What this exercise asks:
(1) According to the survey reporting passage, how soon can basic or repeated reports be turned around?
(2) Return the survey reporting passage word for word, from "With us, your" up to and including "hands of action-takers.".

Supplied passage:

※

With us, your survey or assessment data is always...
- Practically Useful: Rather than simply "statistically" valid.
- Turned Around Quickly: Into the hands of action-takers.
- Confidential: Honouring your commitments to respondents.
Any time you ask questions, you create a sense of anticipation among those you ask. For some, that anticipation is ambitious – they can’t wait to see what happens next and how they can get involved. For others, it feels more like anxiety – they worry what will happen, and how it might harm them. Reporting back as soon as is feasible sustains momentum for action, while defusing concern for negative consequences.
It does take time though to fully understand and really appreciate what your data means. It is also advisable in most cases to hold off on reporting until your path forward is somewhat clear – the first question you’ll be asked is, “What next?” Sharing a reporting schedule up front helps to keep expectations at bay. An interim report may satisfy for a time. But, the faster you get your data out there, the sooner the right things can start to happen.
We help by turning basic or repeated reports around in as little as 48 hours from the end of the data collection period. Deeper, more sophisticated analysis may take a little longer, or cascade out of your follow-up conversations with respondents. We’ll work on your schedule to keep things moving.

※

Provided data:
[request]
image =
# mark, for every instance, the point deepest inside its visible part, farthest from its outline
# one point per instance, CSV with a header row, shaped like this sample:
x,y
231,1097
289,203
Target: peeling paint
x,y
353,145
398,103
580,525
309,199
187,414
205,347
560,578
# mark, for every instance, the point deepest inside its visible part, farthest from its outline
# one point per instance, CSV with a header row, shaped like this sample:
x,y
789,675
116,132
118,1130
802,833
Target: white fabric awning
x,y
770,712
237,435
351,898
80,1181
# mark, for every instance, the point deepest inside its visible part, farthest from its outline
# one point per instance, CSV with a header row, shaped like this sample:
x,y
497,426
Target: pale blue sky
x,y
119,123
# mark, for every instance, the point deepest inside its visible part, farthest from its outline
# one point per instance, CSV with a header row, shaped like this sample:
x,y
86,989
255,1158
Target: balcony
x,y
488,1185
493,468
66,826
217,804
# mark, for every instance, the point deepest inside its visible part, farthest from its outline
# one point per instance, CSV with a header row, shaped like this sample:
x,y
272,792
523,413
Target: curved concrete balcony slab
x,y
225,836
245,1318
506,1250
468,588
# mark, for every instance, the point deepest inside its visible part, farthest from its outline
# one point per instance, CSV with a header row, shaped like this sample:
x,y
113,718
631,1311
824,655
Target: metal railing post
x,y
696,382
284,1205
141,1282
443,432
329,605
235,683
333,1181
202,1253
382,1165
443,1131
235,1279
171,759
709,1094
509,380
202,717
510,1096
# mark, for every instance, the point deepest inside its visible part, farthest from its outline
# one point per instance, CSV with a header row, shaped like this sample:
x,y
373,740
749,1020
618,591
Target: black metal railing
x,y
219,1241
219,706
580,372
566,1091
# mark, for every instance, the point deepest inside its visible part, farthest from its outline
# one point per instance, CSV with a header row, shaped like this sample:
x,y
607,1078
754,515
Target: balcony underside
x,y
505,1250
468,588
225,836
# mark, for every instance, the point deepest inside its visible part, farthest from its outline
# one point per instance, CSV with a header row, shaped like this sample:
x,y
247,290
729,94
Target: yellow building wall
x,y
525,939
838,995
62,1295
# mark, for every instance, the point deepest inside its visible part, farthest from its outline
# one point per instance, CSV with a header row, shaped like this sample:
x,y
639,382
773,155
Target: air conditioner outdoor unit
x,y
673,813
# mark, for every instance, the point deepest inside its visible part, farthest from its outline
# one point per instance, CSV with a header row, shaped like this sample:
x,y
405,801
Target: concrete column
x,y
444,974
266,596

※

Answers for the tasks:
(1) In as little as 48 hours from the end of the data collection period.

(2)
With us, your survey or assessment data is always...
- Practically Useful: Rather than simply "statistically" valid.
- Turned Around Quickly: Into the hands of action-takers.